◆ Excerpted passage ◆
On Names, from someone who doesn’t have one. Guest post by Stephen Brown

My name is Stephen Brown, I was born on the Isle of Wight. I am the fiancé referred to in the article.

It is a common name in Britain, a very common name. Both parts. At my school I was not the only Brown, or the only Stephen. At work right now I am not even the only Stephen Brown. What this generally means is that my name gets changed, or people do not use my name. At school I was “Brownie” even to many of the teachers. When I was undertaking my exams at a previous employer 10 years ago there were two Stephens in the class. This was apparently an impossible situation for any of the grown adults in the group to deal with, so to the rest of the class and the tutor we became “big Steve” and “little Steve” (I was “big Steve”).

I have also found that my name is the perfect mixture of common sounding, whilst at the same time also necessitating me to spell it out nearly every time someone needs to write it down or having them inevitably spell it incorrectly (Stephen/Steve and Brown/Browne).

At my current job I cannot use my first name and surname as my email address like everyone else. I have to use my middle initial too. That would be fine, but because people  use Outlook for names when they put documents together I am often named Stephen J. Brown. I would never use my name like this. I am not able to pull it off with the same style and confidence as Michael J. Fox. Even with the “J” solution, I often get my namesake’s email and he gets mine (sometimes I even get calls to come and collect parcels for him, which would be fine, but we work in offices hundreds of miles apart). Once when a senior partner at the firm used the wrong email address he asked me, in all seriousness, whether I had considered changing my name so that he wouldn’t make the same mistake again.

There is a certain level of google-nymity that having a name like this brings though. For instance, Denitza was unable to successfully Facebook stalk me when I first got together with Vera! However, you don’t disappear as much as you might think. When I last changed jobs I read somewhere that you should google yourself to see if there was anything untoward for any future employers to find. I dutifully googled “Stephen Brown HMRC” (who were my then employers). The first entry was for a Facebook group entitled “HMRC is shite and everyone should leave except Stephen Brown who never will”. Excellent I thought. And yes, the Stephen Brown in question who would never leave was me. An ex-colleague of mine had set the page up as a joke when she was leaving several years previously.

My Mum did take my Dad’s name. Not as an 18 year old straight out of school, but as grown woman in her late twenties who had travelled the world. In fact, she took his name before they even married! When they met, my Dad was separated and waiting for a divorce. They had both worked abroad at various times and he was about to go away again. The only way that she could go with him, in the eyes of his company, was if they were married (or had the same last name). I don’t know whether she woke up feeling like a different person because she changed her name. I know that I woke up feeling like a different person after meeting Vera and it didn’t require me to change my name.

I feel like an outsider to the debate on name changing. It’s just not the social norm for men to change their names after marriage, maybe it should be, but it means that it never comes up. From the outside though it seems to me that there is no room for discussion about it or any of the issues around it. People seem to have very definite ideas about it, whichever camp they are in. The only argument that I can possibly see for a woman changing her name is because it is still generally a socially accepted norm, and in certain situations it could make life easier, or at least require them to make fewer explanations.

◆ Data for processing ◆
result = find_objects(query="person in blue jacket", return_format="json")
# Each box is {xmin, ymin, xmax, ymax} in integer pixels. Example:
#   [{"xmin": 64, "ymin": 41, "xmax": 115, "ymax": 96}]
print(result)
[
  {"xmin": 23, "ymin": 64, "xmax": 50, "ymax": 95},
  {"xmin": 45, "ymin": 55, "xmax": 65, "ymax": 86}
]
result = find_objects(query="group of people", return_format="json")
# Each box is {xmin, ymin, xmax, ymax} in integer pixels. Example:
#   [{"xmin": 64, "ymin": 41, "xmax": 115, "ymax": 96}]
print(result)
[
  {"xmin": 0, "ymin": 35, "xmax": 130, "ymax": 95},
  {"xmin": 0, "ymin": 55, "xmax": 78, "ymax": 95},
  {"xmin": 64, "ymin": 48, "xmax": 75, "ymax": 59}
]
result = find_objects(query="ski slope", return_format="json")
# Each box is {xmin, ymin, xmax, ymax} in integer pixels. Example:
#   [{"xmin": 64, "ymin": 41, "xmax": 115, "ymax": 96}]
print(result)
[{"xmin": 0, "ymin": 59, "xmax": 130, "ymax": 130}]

◆ Required tasks ◆
[a] Return each line of the records that contains the string "json".
[b] Pick up the guest post on names above after its final sentence and continue it.

◆ Final answers ◆
[a]
result = find_objects(query="person in blue jacket", return_format="json")
result = find_objects(query="group of people", return_format="json")
result = find_objects(query="ski slope", return_format="json")

[b]
I should say at this point that Vera is keeping Blagev, and I am very happy for her to do so – she feels very strongly that it is a big part of her identity. There are consequences to a woman keeping her name though. There is a TV show we watch all the time called “How I Met Your Mother”, and often when difficult decisions need to be made they agree to disagree and leave it up to the future versions of themselves to sort it out – “This is a job for future Marshall and Lilly!”.  As we will have different surnames, “future Vera and Stephen” will have a decision to make on the surname of our kids, much as Denitza and Amnon did when they plumped for Blagev Schlegel (which I do think has a nice ring to it for the record). In our case, were we to go down the joint surname route, there wouldn’t even be a discussion over the order – Brown Blagev just sounds horribly wrong. But I can’t help but feel that this route is unsustainable in the long term. When our future kids fall in love and want to get married and have kids, if their other halves also have a joint surname – what then for their kids? And the generation after that? How many names is it practical to include? Do you start losing names, and if so how do you make that decision?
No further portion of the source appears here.